**Task requirements**.
(1) In the excerpt on contractual obligations and cash flows, how much did cash flow provided by operating activities grow in 2003, and what was its 2003 total?
(2) Using the excerpt on contractual obligations and cash flows, say whether each statement agrees with it, answering yes or no and quoting the deciding words: (a) Natural gas prices rose 76% between the compared periods. (b) Settlement of derivatives losses used less cash in 2003 than in 2002. (c) Interest payments on floating-rate debt were estimated using December 31, 2003 rates.

**Selected extract**.
----------
Following is a summary of contractual obligations and commercial commitments at December 31, 2003:

 

         

Payments due by Period

(Amounts in 000’s)


     Total

  

Less than

1 Year


   1 –3 Years

   3 – 5 Years

  

More
than

5 Years


Long-Term debt (1)

   $ 196,177    $ 13,248    $ 53,523    $ 129,406    $

Operating leases

     1,906      430      859      617    $
    

  

  

  

  

Total

   $ 198,083    $ 13,678    $ 54,382    $ 130,023    $
    

  

  

  

  

 

(1) Payment amounts include repayments of outstanding borrowings plus estimated interest payments through maturity. Interest payments on floating-rate debt were estimated using December 31, 2003 foreign currency exchange rates and interest rates applicable to the floating-rate debt. Actual payments will fluctuate as foreign currency exchange rates and interest rates fluctuate.

 

Cash flows

 

During 2003, cash flow provided by operating activities increased $21.8 million to $34.9 million compared to $13.2 million for 2002. Cash flow from operating revenues, net of lease operating expense and production taxes and general and administrative expenses increased $28.6 million or 76% from $37.5 million during 2002 to $66.0 million during 2003, primarily due to price increases between such comparable periods of 76% for natural gas and 18% for crude oil, partially offset by increases in general and administrative expenses and lease operating expenses and production taxes of 16% and 2%, respectively. Settlement of derivatives losses used $13.3 million of cash for operating activities during 2003 as compared to $9.2 million used during 2002. Changes in operating assets and liabilities provided $4.5 million of cash for operating activities for 2003, compared to $6.9 million provided for the same period in 2002.
----------
**Information given**.
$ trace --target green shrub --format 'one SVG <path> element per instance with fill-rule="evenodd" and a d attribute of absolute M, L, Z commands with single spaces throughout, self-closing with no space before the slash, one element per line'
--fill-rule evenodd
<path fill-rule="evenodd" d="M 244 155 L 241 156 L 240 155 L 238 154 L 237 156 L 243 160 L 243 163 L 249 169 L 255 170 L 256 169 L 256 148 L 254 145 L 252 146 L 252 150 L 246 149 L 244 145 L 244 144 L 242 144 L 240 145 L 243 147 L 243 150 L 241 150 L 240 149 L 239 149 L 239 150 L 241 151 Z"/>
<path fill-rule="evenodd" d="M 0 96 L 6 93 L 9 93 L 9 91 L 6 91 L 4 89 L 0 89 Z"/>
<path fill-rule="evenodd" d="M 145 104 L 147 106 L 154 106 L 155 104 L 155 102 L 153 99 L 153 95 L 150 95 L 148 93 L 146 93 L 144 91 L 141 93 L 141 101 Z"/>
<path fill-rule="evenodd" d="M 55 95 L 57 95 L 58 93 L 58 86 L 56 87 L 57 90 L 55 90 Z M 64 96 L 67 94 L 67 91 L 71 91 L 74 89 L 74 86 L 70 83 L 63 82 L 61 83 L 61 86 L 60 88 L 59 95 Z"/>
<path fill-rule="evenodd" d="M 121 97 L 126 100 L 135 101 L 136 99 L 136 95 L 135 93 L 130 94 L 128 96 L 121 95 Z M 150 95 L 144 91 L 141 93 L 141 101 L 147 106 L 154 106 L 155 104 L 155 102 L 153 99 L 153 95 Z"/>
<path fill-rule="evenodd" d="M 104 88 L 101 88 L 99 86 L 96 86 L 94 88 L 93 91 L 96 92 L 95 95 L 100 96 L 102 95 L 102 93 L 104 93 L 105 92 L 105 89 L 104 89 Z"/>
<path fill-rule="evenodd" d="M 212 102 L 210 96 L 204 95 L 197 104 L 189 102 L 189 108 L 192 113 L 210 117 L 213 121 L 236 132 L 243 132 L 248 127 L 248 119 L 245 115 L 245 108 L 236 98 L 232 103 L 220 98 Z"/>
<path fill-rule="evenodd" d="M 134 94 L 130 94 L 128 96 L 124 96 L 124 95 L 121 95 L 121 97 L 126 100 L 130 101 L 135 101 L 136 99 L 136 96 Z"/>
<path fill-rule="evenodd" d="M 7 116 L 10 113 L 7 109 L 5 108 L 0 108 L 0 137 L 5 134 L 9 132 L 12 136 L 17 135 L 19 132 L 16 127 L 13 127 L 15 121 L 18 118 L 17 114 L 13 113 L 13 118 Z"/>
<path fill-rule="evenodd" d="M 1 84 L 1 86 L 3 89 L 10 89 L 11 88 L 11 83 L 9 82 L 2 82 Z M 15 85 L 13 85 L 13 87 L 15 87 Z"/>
----------
**Expected results**.
(1) It increased $21.8 million, to $34.9 million.

(2)
(a) Yes: "price increases between such comparable periods of 76% for natural gas"
(b) No: "Settlement of derivatives losses used $13.3 million of cash for operating activities during 2003 as compared to $9.2 million used during 2002"
(c) Yes: "Interest payments on floating-rate debt were estimated using December 31, 2003 foreign currency exchange rates and interest rates applicable to the floating-rate debt"